Mais do que o resultado final, o foco das oficinas está na experiência, no contato com a matéria, no tempo de espera, e no encontro com o outro. Algumas das ações são realizadas em parceria com instituições culturais e comunitárias, reforçando o caráter coletivo e transformador da cerâmica como prática educativa e afetiva.

Do hobby ao trabalho

Muitos ceramistas começam por acaso, e com o tempo, o que era passatempo vira negócio. As peças, sempre únicas, são vendidas em feiras, sites ou redes sociais. Tigelas, pratos, canecas e vasos feitos à mão têm cada vez mais espaço nas casas e no mercado, valorizados não apenas pela estética, mas pela história que carregam.

Para Lisiane, a cerâmica começou como uma fonte de renda essencial: “A Lith Cerâmica nasceu com a proposta de ser meu ganha-pão. No início, era isso, trabalhar com o que eu amo e ser remunerada para isso. Mas, com o tempo e com o interesse crescente das pessoas em vivenciar a cerâmica, fui percebendo outras formas de me relacionar com essa arte. Três irmãs me procuraram para dar aulas, aceitei o desafio, e ali, descobri o dom de ensinar, de trocar experiências”, conta.

——

- [TAREFA A]: Reescreva o trecho do texto sobre cerâmica que vai de "Muitos ceramistas começam" até "história que carregam.", inclusive, substituindo "feiras" por "exposições".
- [TAREFA B]: Liste todas as peças feitas à mão citadas no texto sobre cerâmica.
- [TAREFA C]: Segundo o texto sobre cerâmica, quem procurou Lisiane para ter aulas?

Dados de máscaras de segmentação
——

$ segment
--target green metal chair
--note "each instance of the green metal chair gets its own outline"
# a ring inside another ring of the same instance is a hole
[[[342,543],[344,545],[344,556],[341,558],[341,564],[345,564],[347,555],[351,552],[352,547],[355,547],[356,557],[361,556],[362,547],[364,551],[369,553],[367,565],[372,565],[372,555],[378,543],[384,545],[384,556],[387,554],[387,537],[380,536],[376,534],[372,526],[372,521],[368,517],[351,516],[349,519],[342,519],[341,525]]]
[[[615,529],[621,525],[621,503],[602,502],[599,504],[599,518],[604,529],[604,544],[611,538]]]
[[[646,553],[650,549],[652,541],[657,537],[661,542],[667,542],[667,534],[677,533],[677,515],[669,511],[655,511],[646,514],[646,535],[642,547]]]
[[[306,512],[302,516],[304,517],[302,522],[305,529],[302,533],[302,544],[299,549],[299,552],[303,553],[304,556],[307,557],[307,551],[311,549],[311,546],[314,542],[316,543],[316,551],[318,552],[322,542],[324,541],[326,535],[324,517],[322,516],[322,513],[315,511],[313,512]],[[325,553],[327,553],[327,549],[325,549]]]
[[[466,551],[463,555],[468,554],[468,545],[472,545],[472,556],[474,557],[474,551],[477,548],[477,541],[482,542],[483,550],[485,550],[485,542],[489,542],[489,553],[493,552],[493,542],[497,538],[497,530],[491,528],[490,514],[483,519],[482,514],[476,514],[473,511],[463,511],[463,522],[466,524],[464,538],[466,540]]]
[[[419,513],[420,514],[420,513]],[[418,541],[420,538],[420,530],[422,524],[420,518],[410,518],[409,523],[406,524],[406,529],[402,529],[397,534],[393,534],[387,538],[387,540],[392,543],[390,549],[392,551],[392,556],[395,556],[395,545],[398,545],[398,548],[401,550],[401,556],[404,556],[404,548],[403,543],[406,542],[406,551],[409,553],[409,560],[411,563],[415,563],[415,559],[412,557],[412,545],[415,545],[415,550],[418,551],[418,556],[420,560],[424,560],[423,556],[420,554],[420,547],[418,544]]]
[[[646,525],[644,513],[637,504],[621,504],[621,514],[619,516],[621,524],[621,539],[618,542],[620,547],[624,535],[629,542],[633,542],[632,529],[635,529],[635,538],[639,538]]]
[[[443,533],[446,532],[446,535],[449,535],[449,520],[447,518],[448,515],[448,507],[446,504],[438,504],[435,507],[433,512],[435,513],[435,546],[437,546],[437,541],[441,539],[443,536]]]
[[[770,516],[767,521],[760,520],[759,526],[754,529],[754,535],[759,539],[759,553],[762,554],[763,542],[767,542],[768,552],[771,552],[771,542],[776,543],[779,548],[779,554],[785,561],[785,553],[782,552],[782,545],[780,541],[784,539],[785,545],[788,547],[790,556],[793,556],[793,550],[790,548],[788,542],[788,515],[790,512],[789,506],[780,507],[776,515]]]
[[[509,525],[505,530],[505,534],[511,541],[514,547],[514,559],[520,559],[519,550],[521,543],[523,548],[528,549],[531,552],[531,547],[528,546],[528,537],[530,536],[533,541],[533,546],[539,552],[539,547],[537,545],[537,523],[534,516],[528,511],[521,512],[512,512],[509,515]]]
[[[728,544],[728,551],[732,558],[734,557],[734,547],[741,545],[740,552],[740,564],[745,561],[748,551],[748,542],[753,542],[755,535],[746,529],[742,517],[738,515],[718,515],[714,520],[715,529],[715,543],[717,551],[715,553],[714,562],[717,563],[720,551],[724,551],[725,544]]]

——

- [RESOLUÇÃO A]:
Muitos ceramistas começam por acaso, e com o tempo, o que era passatempo vira negócio. As peças, sempre únicas, são vendidas em exposições, sites ou redes sociais. Tigelas, pratos, canecas e vasos feitos à mão têm cada vez mais espaço nas casas e no mercado, valorizados não apenas pela estética, mas pela história que carregam.

- [RESOLUÇÃO B]: Tigelas, pratos, canecas e vasos.

- [RESOLUÇÃO C]: Três irmãs.